_TASK PROMPT_
Reproduce the data word for word from its start through the line containing "target: <item>patterned dress</item>", and leave the pictures out of your answer.

╭─ SOURCE DATA

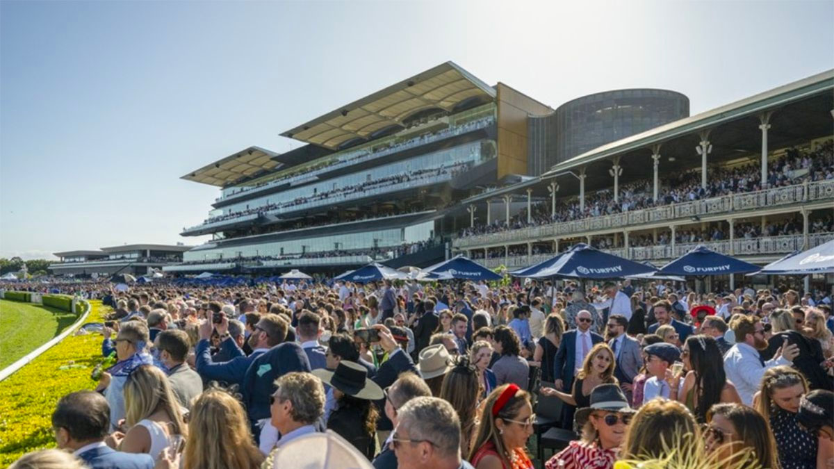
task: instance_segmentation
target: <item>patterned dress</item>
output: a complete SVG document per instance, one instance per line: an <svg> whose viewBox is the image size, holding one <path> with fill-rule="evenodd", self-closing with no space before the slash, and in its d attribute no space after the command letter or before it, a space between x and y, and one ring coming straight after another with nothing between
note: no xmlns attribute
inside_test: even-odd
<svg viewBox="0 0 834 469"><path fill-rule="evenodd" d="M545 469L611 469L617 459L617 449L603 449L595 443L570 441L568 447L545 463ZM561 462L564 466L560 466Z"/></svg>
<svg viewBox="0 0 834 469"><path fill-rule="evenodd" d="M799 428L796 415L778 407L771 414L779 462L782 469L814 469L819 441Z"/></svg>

╰─

_SOLUTION FOR THIS TASK_
task: instance_segmentation
target: <item>patterned dress</item>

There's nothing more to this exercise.